(Dataset entries)
+===+
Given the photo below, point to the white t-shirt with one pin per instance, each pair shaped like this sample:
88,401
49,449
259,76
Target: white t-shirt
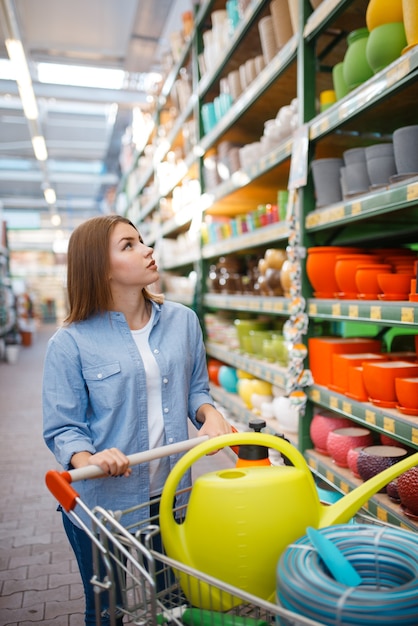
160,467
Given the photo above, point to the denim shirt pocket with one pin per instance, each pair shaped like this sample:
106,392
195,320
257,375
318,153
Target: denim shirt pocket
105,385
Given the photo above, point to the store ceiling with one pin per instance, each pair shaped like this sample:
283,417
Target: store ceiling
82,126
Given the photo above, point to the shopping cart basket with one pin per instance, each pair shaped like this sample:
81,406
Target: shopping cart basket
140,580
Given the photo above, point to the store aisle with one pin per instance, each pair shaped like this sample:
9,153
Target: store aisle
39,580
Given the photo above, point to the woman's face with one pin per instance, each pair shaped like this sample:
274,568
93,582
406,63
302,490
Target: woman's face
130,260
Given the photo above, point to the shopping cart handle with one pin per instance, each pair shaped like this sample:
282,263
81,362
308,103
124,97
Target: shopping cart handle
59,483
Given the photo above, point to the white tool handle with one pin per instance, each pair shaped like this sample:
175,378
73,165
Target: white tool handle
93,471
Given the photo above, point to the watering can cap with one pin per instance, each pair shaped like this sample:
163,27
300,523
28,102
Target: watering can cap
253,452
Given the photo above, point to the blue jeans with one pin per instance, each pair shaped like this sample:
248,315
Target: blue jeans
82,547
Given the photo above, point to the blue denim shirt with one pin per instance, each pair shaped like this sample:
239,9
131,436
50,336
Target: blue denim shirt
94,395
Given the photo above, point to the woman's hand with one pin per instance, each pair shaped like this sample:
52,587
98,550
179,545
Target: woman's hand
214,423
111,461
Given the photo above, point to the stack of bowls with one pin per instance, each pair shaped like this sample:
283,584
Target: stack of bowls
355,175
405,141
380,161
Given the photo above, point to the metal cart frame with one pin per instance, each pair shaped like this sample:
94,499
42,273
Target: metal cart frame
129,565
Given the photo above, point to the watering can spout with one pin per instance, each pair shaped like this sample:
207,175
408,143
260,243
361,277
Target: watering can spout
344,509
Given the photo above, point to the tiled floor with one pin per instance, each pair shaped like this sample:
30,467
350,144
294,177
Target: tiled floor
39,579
+===+
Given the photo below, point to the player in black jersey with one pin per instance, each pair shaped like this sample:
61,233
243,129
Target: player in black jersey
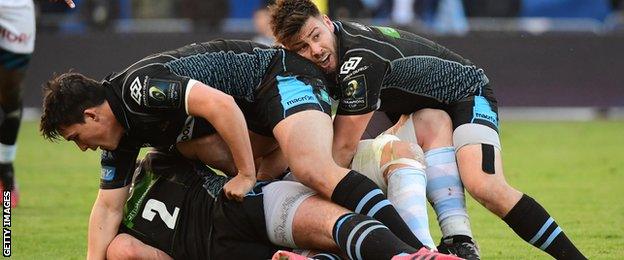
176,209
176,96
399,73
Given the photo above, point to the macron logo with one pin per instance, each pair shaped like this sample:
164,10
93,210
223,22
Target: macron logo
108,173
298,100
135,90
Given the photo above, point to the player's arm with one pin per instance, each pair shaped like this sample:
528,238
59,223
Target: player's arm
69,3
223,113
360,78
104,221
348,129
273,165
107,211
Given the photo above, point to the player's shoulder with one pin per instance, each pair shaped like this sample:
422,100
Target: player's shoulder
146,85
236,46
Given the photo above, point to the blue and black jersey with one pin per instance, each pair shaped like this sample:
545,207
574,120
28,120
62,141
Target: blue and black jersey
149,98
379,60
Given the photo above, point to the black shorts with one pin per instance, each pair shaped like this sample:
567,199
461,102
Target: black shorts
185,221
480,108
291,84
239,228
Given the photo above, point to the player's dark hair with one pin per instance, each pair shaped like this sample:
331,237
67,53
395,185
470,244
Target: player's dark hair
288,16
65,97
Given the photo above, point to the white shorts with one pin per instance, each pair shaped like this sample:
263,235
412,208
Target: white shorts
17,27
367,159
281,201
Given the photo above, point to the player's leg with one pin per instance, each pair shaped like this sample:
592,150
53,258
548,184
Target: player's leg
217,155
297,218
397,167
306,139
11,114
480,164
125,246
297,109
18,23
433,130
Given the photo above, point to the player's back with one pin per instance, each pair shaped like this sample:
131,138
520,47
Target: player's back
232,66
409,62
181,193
+===+
#### Work required
Using the records above, list each line that includes "below".

#### Final answer
Given the photo below, point to the white t-shirt with one pin per instance, each pair shaped like this sample:
Given the photo below, point to the player in black jersey with one pin per instance, each pair shaped like this sample:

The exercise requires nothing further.